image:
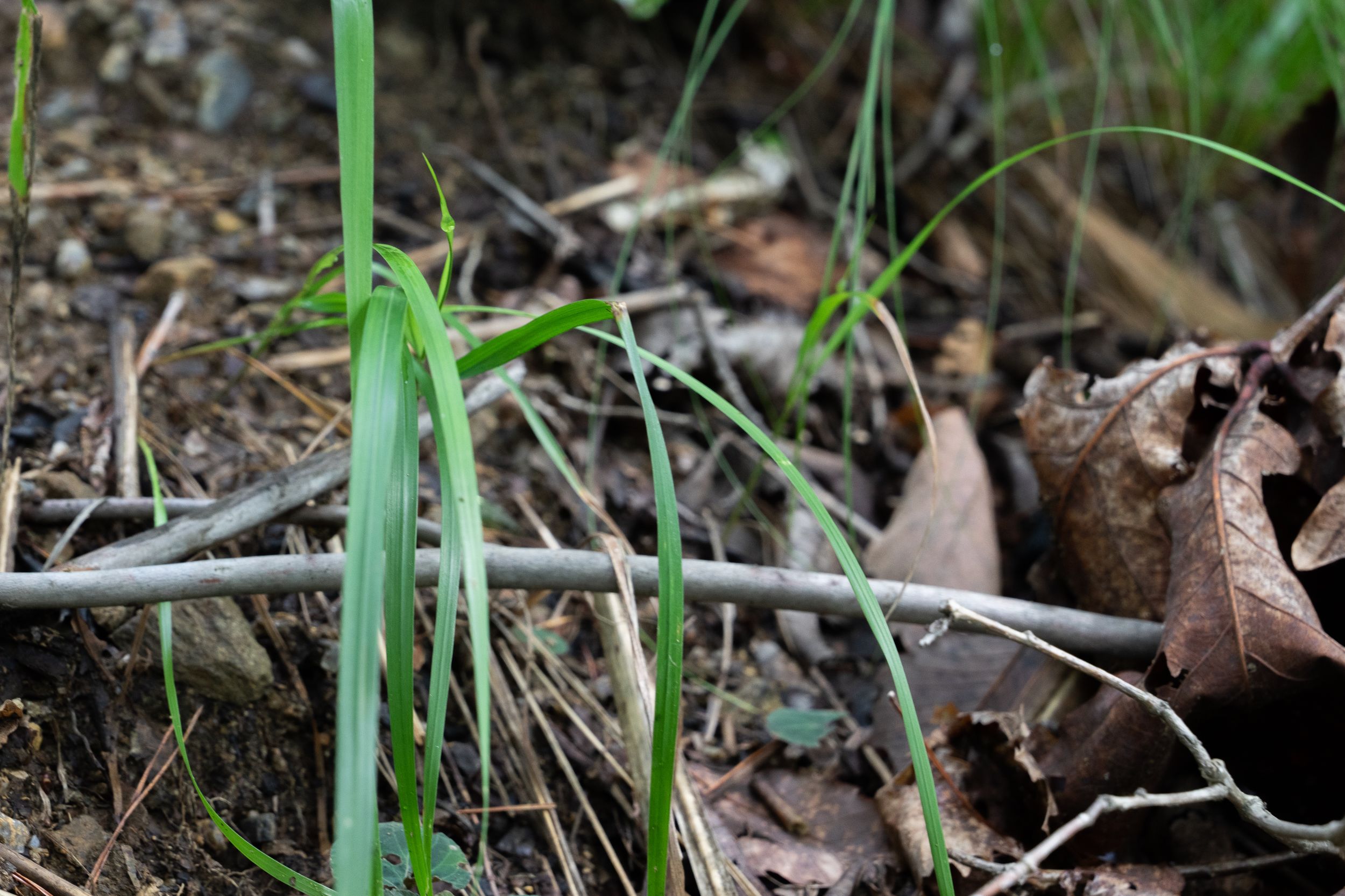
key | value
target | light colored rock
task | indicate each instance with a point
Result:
(14, 833)
(147, 231)
(214, 650)
(185, 272)
(73, 259)
(116, 63)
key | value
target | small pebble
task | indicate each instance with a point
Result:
(167, 41)
(225, 87)
(115, 66)
(226, 221)
(73, 259)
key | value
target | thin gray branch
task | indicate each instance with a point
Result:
(270, 497)
(1305, 838)
(1031, 862)
(537, 570)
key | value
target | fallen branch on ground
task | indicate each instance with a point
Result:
(1031, 862)
(270, 497)
(1305, 838)
(540, 570)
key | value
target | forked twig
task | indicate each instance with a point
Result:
(1031, 862)
(1306, 838)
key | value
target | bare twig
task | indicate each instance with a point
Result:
(9, 511)
(125, 403)
(1306, 838)
(1018, 871)
(37, 873)
(567, 241)
(539, 570)
(1284, 345)
(143, 789)
(563, 760)
(155, 341)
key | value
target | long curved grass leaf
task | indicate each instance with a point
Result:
(353, 39)
(445, 613)
(507, 346)
(165, 616)
(668, 689)
(897, 264)
(20, 135)
(462, 500)
(356, 859)
(400, 616)
(859, 583)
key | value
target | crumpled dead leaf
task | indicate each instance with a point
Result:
(781, 258)
(1103, 450)
(962, 830)
(799, 864)
(840, 817)
(1239, 622)
(1322, 537)
(1125, 880)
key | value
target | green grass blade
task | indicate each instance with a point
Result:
(668, 691)
(165, 616)
(445, 613)
(507, 346)
(994, 50)
(897, 264)
(448, 226)
(1077, 247)
(378, 362)
(859, 583)
(452, 430)
(20, 136)
(400, 616)
(353, 38)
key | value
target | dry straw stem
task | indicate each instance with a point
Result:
(542, 570)
(1305, 838)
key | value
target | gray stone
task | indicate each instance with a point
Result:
(214, 650)
(73, 259)
(116, 63)
(147, 231)
(225, 87)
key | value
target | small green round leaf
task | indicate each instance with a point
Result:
(802, 727)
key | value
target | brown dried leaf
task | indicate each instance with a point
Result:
(1103, 450)
(801, 864)
(962, 830)
(1239, 622)
(1322, 537)
(1125, 880)
(779, 258)
(840, 819)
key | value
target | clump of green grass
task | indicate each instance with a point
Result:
(401, 354)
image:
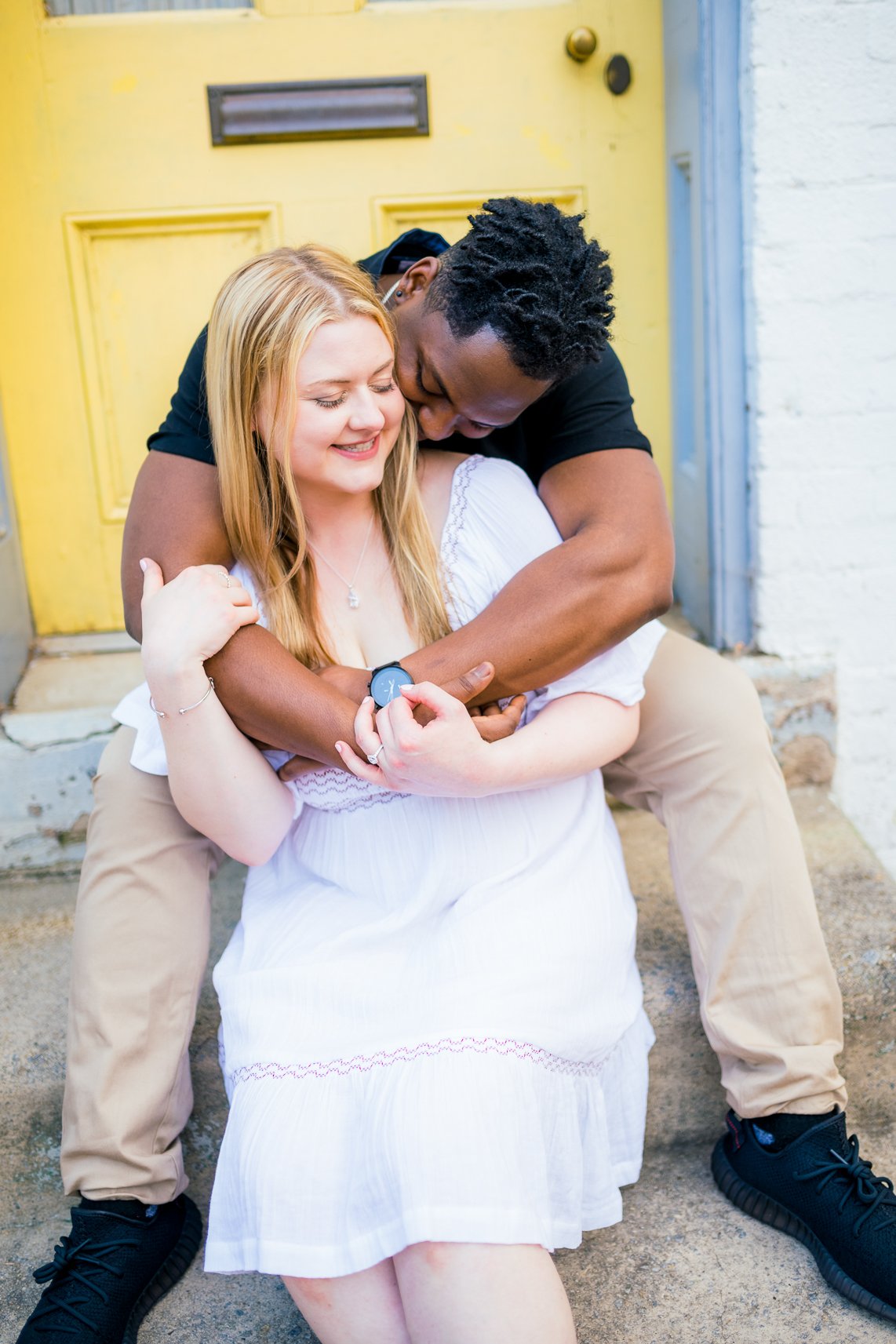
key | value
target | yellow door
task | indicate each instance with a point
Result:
(118, 217)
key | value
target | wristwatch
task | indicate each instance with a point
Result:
(386, 683)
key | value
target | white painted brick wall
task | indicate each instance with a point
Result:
(820, 205)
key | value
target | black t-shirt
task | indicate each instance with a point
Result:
(586, 413)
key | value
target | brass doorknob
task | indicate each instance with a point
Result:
(582, 43)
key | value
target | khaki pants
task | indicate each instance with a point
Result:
(703, 765)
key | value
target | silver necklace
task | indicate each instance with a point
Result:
(354, 599)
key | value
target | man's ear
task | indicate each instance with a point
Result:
(417, 279)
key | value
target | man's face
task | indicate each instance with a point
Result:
(456, 386)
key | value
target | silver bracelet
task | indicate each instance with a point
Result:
(163, 714)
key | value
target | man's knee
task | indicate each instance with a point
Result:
(708, 705)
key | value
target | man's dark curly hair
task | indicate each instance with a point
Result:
(528, 271)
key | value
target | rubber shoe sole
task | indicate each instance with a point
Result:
(168, 1273)
(766, 1210)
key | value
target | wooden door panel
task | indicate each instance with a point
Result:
(129, 218)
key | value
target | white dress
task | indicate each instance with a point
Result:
(432, 1018)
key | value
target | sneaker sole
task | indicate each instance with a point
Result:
(766, 1210)
(168, 1273)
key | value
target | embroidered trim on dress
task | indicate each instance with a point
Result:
(524, 1050)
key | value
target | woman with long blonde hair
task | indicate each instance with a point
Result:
(432, 1025)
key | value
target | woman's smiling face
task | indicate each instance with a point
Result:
(348, 410)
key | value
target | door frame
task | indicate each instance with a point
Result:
(723, 275)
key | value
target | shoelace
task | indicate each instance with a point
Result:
(75, 1264)
(860, 1180)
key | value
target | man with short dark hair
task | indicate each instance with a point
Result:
(503, 341)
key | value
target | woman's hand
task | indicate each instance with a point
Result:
(445, 758)
(187, 621)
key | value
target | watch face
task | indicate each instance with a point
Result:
(387, 684)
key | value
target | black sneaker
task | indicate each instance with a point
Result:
(822, 1193)
(111, 1272)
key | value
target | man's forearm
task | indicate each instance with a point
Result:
(275, 701)
(552, 617)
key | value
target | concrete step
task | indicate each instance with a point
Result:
(684, 1265)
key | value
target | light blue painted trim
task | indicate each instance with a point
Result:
(726, 379)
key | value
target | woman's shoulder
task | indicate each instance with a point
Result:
(435, 476)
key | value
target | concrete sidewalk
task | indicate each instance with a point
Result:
(684, 1265)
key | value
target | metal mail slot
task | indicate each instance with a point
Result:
(319, 109)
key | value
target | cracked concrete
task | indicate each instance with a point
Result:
(683, 1266)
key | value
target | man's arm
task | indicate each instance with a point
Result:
(611, 574)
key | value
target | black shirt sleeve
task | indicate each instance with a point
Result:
(186, 431)
(586, 413)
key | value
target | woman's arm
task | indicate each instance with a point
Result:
(610, 576)
(573, 735)
(222, 784)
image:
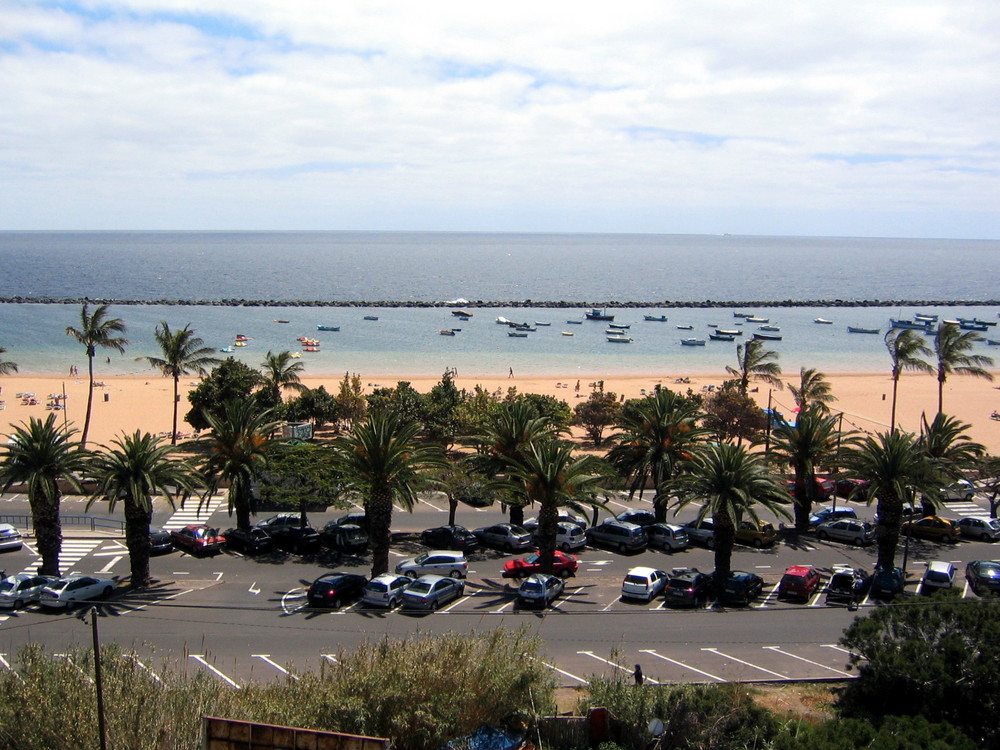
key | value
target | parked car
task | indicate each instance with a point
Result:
(430, 592)
(888, 582)
(644, 583)
(756, 534)
(799, 582)
(932, 527)
(22, 588)
(847, 530)
(986, 529)
(440, 561)
(248, 541)
(687, 587)
(539, 590)
(504, 536)
(832, 513)
(741, 587)
(10, 537)
(385, 590)
(334, 589)
(938, 576)
(638, 516)
(701, 532)
(983, 576)
(198, 539)
(617, 535)
(66, 592)
(160, 542)
(667, 536)
(450, 537)
(563, 565)
(848, 584)
(344, 537)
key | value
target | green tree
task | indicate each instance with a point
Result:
(596, 414)
(237, 447)
(182, 353)
(806, 445)
(230, 381)
(952, 347)
(548, 474)
(731, 483)
(131, 471)
(896, 468)
(41, 455)
(754, 362)
(96, 330)
(906, 347)
(382, 461)
(658, 433)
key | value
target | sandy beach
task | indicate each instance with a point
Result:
(127, 403)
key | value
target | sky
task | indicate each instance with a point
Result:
(776, 118)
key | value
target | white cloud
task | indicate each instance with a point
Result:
(642, 116)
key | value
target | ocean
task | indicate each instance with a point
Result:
(421, 268)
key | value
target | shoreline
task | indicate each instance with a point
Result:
(125, 403)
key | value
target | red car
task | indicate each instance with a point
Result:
(198, 539)
(563, 565)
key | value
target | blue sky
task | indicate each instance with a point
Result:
(848, 118)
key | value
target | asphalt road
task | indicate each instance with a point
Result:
(241, 619)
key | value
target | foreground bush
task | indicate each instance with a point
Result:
(419, 692)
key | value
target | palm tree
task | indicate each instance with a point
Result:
(895, 468)
(382, 461)
(906, 347)
(132, 470)
(952, 346)
(807, 444)
(41, 455)
(237, 446)
(659, 432)
(281, 371)
(813, 389)
(95, 331)
(6, 368)
(754, 362)
(183, 354)
(550, 476)
(730, 482)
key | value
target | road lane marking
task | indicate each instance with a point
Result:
(711, 676)
(200, 658)
(807, 661)
(740, 661)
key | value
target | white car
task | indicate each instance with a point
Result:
(10, 537)
(644, 583)
(66, 592)
(22, 588)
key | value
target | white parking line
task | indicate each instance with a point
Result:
(740, 661)
(200, 658)
(807, 661)
(711, 676)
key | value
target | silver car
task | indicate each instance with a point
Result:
(430, 592)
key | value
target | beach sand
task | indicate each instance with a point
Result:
(127, 403)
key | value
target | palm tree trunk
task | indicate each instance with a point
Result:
(379, 513)
(48, 533)
(137, 521)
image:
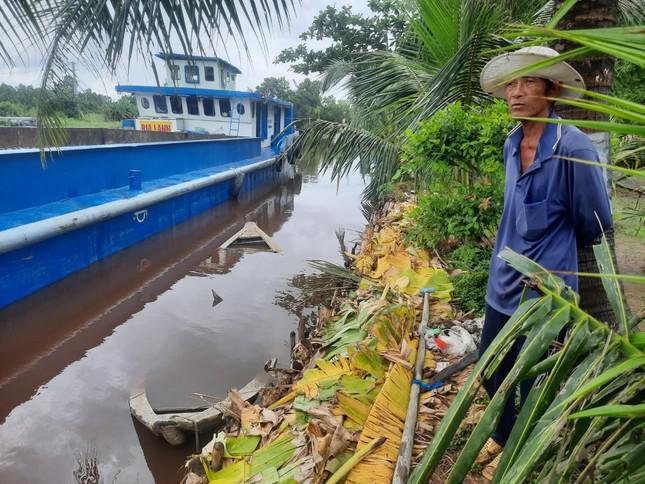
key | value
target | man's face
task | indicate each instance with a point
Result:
(526, 97)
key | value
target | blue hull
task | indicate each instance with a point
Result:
(79, 210)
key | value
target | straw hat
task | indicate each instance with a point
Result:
(495, 74)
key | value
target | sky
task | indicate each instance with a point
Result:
(255, 67)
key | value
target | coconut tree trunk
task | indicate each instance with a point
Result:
(598, 74)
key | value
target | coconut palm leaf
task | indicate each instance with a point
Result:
(596, 367)
(386, 419)
(449, 42)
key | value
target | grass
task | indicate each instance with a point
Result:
(90, 120)
(625, 203)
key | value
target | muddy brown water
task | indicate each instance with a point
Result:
(147, 317)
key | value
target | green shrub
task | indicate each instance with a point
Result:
(455, 215)
(12, 109)
(470, 286)
(457, 144)
(456, 159)
(123, 108)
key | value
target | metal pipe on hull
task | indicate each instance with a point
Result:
(24, 235)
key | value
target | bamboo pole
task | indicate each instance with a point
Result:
(355, 459)
(402, 468)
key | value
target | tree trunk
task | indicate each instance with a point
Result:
(598, 74)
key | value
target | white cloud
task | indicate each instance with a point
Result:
(255, 67)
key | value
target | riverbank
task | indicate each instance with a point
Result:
(144, 319)
(349, 381)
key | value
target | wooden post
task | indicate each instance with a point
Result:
(402, 468)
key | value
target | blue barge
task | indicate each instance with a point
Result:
(92, 201)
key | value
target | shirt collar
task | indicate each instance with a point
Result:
(548, 141)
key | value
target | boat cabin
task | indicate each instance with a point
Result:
(199, 95)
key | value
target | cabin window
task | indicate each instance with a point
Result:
(160, 103)
(175, 105)
(192, 74)
(225, 107)
(193, 105)
(209, 106)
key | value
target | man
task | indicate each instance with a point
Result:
(551, 205)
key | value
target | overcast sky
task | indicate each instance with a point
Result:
(253, 70)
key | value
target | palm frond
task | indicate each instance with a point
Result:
(103, 34)
(627, 43)
(343, 148)
(598, 374)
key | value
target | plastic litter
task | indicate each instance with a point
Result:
(425, 387)
(455, 341)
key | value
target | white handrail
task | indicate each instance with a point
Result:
(32, 233)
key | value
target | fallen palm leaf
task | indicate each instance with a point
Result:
(309, 383)
(386, 419)
(355, 459)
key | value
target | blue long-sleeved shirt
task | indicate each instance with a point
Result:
(548, 211)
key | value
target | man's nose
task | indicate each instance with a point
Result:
(516, 89)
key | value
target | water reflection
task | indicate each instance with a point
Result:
(80, 314)
(73, 353)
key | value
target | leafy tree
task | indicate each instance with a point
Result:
(448, 43)
(351, 33)
(306, 98)
(11, 109)
(105, 33)
(337, 111)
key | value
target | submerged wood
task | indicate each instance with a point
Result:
(251, 234)
(173, 426)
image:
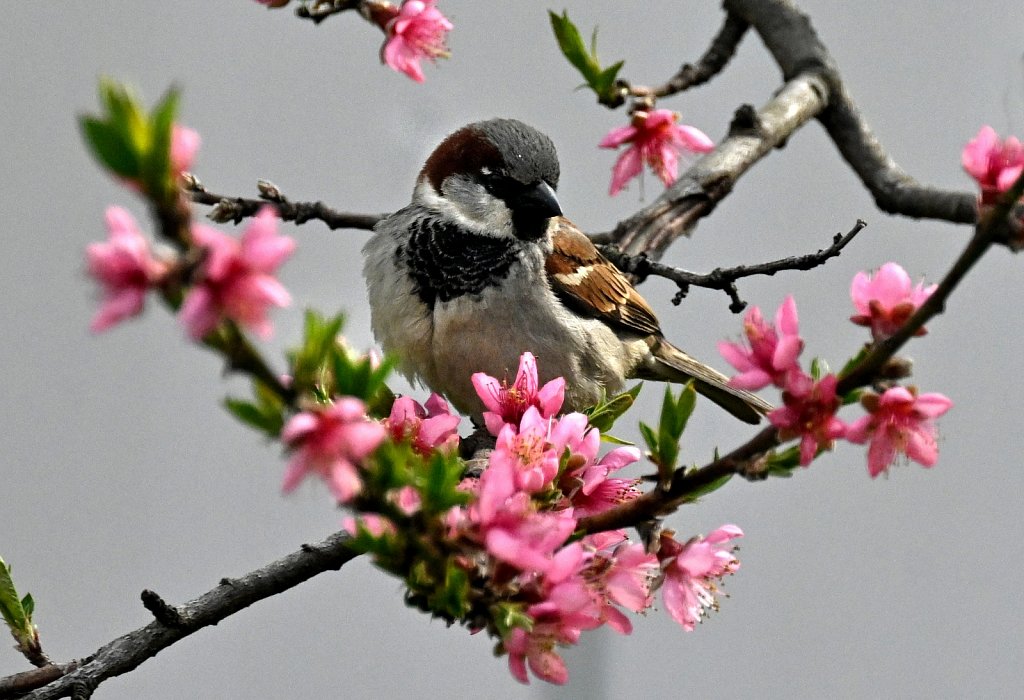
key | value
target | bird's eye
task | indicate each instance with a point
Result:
(495, 183)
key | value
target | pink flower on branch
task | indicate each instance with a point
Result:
(809, 412)
(429, 428)
(656, 139)
(994, 164)
(887, 300)
(236, 278)
(691, 572)
(125, 269)
(507, 404)
(331, 442)
(773, 349)
(416, 31)
(899, 422)
(184, 145)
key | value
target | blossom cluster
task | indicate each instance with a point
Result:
(226, 278)
(899, 421)
(233, 280)
(656, 138)
(513, 536)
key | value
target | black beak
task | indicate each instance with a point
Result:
(536, 202)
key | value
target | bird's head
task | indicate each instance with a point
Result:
(496, 177)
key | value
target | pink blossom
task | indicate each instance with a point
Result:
(619, 572)
(373, 523)
(527, 452)
(430, 428)
(899, 421)
(691, 570)
(184, 145)
(417, 32)
(511, 527)
(331, 442)
(773, 352)
(657, 140)
(995, 165)
(125, 269)
(885, 301)
(587, 480)
(809, 412)
(538, 648)
(506, 403)
(237, 277)
(565, 608)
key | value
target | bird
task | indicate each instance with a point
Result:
(482, 266)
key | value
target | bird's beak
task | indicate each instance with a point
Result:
(539, 201)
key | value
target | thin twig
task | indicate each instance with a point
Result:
(235, 209)
(127, 652)
(322, 9)
(724, 278)
(718, 55)
(994, 226)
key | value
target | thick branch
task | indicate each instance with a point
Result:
(694, 194)
(787, 34)
(126, 653)
(997, 224)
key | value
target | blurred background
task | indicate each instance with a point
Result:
(121, 471)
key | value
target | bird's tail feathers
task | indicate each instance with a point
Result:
(672, 364)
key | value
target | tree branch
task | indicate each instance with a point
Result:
(718, 55)
(752, 135)
(235, 209)
(641, 266)
(128, 652)
(322, 9)
(813, 88)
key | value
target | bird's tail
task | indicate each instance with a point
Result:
(672, 364)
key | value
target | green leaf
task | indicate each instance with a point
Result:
(571, 45)
(648, 435)
(453, 598)
(263, 419)
(12, 609)
(157, 167)
(29, 605)
(853, 361)
(110, 147)
(603, 414)
(125, 114)
(819, 368)
(612, 440)
(315, 354)
(606, 80)
(508, 616)
(708, 488)
(440, 489)
(675, 414)
(782, 463)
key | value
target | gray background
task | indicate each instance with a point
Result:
(121, 472)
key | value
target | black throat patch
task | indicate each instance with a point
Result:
(448, 262)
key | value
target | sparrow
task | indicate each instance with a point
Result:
(482, 266)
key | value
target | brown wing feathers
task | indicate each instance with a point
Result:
(589, 283)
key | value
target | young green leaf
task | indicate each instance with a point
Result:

# [Required action]
The lines above from the one containing "target | man's ear" through the one containing "target | sneaker sole" are to be set down exactly, and no others.

# [Your response]
target | man's ear
task | indicate each instance with a point
Result:
(417, 279)
key | value
target | man's face
task | indicate each instance with a point
Result:
(456, 386)
key | value
target | silver bracelet
task | indicate each instance with a point
Result:
(163, 714)
key | value
target | man's knee
task | indicate each instance with a point
Result:
(708, 705)
key | value
target | man's dark curly hair
task | indicate each instance with a point
Result:
(528, 271)
key | value
target | rubber shoe sole
task | indicate each instance with a point
Result:
(168, 1273)
(766, 1210)
key | value
target | wooden door panel
task | indicate each instance with a point
Result:
(129, 218)
key | value
target | white dress
task | indicate each instance with a point
Result:
(432, 1018)
key | value
target | sneaker sole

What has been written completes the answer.